# TASK REQUIREMENTS
Output each entry below as it stands, leaving out every picture.

# TASK INPUT
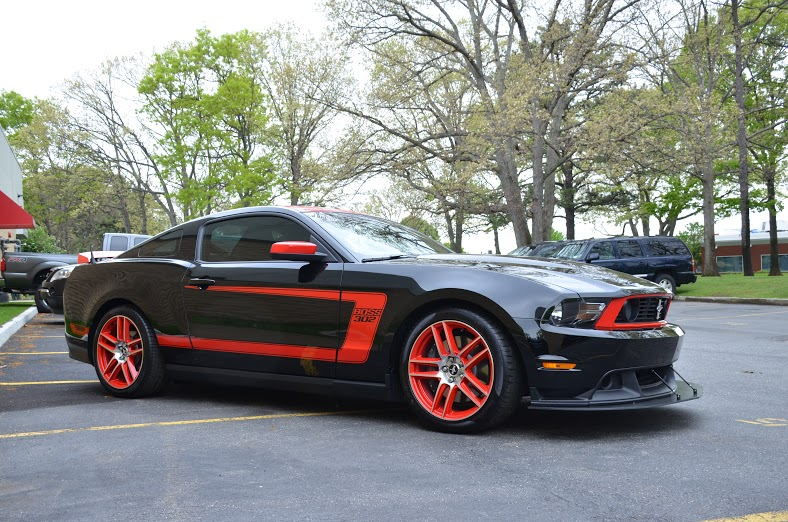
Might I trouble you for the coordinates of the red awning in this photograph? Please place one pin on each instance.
(12, 215)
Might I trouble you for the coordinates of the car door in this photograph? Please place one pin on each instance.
(631, 259)
(247, 311)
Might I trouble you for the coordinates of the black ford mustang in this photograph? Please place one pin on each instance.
(333, 301)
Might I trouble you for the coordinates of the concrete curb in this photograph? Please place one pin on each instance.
(15, 324)
(733, 300)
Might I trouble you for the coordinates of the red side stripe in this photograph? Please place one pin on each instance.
(174, 341)
(364, 320)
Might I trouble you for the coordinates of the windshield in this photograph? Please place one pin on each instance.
(373, 238)
(570, 251)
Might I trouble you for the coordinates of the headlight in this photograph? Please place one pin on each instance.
(574, 312)
(61, 273)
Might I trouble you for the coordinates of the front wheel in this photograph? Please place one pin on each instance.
(126, 354)
(667, 282)
(460, 372)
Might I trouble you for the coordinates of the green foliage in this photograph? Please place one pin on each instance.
(206, 97)
(16, 111)
(39, 240)
(557, 235)
(422, 225)
(737, 285)
(692, 236)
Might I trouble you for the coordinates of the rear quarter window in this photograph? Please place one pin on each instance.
(118, 243)
(666, 247)
(167, 245)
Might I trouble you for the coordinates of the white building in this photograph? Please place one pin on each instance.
(13, 217)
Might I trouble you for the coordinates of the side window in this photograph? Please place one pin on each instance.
(629, 248)
(164, 246)
(666, 247)
(248, 238)
(118, 243)
(604, 249)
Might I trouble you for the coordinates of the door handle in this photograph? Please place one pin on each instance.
(201, 283)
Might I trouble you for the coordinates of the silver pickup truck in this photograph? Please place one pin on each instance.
(24, 272)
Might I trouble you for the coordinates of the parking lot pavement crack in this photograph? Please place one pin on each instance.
(178, 423)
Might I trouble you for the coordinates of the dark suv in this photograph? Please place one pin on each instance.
(664, 260)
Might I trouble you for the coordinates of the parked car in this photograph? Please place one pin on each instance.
(337, 302)
(546, 249)
(51, 291)
(664, 260)
(120, 242)
(24, 272)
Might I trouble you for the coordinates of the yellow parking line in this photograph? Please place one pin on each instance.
(34, 383)
(772, 516)
(30, 353)
(176, 423)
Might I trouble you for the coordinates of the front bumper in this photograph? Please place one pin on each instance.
(625, 390)
(78, 349)
(54, 301)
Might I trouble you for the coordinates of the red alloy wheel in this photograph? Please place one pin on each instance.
(120, 351)
(450, 369)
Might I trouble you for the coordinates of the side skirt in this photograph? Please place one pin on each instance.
(316, 385)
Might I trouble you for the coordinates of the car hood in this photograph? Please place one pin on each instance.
(583, 278)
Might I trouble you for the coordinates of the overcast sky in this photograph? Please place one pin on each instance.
(43, 43)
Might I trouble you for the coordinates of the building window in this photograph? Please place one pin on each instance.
(730, 264)
(766, 262)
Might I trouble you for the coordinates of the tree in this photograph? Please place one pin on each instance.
(422, 225)
(16, 111)
(765, 31)
(74, 201)
(524, 83)
(689, 67)
(207, 104)
(304, 78)
(38, 240)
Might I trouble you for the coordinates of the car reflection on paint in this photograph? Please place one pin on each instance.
(328, 301)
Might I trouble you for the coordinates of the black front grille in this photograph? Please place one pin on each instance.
(643, 310)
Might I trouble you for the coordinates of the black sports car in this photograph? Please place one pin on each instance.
(333, 301)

# RESPONSE BELOW
Might I trouble you for the coordinates of the red awning in this photograph? Please place one pin on each instance.
(12, 215)
Might I trouble you for the coordinates of the car door in this photograph? Please place one pin on each instance.
(631, 259)
(247, 311)
Might I trouble you for the coordinates of the black ford mustang in this photograph? Please place one pin on each instance.
(333, 301)
Might I trouble you for the coordinates of the concrete curb in this photograph? Please place one pin on each instance.
(15, 324)
(733, 300)
Might I trouble you for the coordinates of the red side stripe in this photograph? Please place one pin on each instance.
(174, 341)
(364, 320)
Might I trouble you for the coordinates of the windshield in this photograph? Please place one pin on each instance.
(373, 238)
(570, 251)
Might I trouble you for the coordinates of the headlight in this photograph? Please place one pin on each instance.
(574, 312)
(61, 273)
Might I trouble you for the coordinates of the front wheel in this photograph? Please place one pin on each instance.
(126, 354)
(667, 282)
(460, 372)
Might I trouble you for the coordinates of the green foliage in this photograph? Please place one pin on each instance.
(206, 97)
(16, 111)
(39, 240)
(557, 235)
(422, 225)
(737, 285)
(692, 236)
Might I trouble you for the coordinates of the rear quarter window in this photograph? Please place one pin on each instance.
(118, 243)
(666, 247)
(167, 245)
Might I trouble you for the coordinates of the white building in this photograph? Please place one pin on each instance.
(13, 217)
Might I trouble you for the coordinates of the side window in this photograph? Please place one pin on each instance.
(629, 248)
(164, 246)
(666, 247)
(248, 238)
(118, 243)
(604, 249)
Might I trouble you for the coordinates of the door handle in this photograph? Please place one pin on each instance.
(201, 283)
Might I trouble you for the coordinates of the silver pickup truck in this photograph? Please place one pin on each instance.
(24, 272)
Might I trouble you for the coordinates of the parking lot pavement crack in this photograph? Please place one pin on each instance.
(178, 423)
Might I trouble you for the coordinates of the dark suv in this photograph? Please place one pin on each instance.
(664, 260)
Might I trouble you for the coordinates of the parked car in this photograph? Please place one pin on each instance.
(337, 302)
(546, 249)
(51, 291)
(664, 260)
(120, 242)
(24, 272)
Might I trouble you for the coordinates of the yellow parking line in this photograph? Please place one pin on each instance.
(34, 383)
(772, 516)
(30, 353)
(176, 423)
Might I trouble you for the coordinates of the front bumper in this photograph? Please place one pin on each instance.
(625, 390)
(78, 349)
(54, 301)
Might I trouble you for the coordinates of the red alloy wheel in this photograph? Please place one pin on each instance.
(120, 351)
(450, 369)
Might I trouble you for the coordinates of the side skirt in this photograph? Please place one pin on each instance.
(316, 385)
Might I trouble you for the coordinates of the car hood in this photograph? Please place one pin on each instance.
(583, 278)
Might I trouble you for the coordinates of the overcast sky in this photograph? Please place one pin on each instance.
(43, 43)
Might I trouble you for the coordinates of the building window in this photograph? Please place one pin on each instance.
(730, 264)
(766, 262)
Might I trouble you for the coordinates of the tree in this photograph? Please place one pin on each instance.
(422, 225)
(16, 111)
(765, 31)
(74, 201)
(524, 83)
(689, 67)
(207, 104)
(304, 78)
(38, 240)
Might I trouble you for the coordinates of the car reflection on paint in this photograph? Please place one pin on each instance.
(328, 301)
Might I trouble you for the coordinates of the black front grille in this photograph? Please place one pin on each instance.
(643, 310)
Might I trouble you for the coordinates of the black sports car in this photograph? Please place one pin on each instance.
(333, 301)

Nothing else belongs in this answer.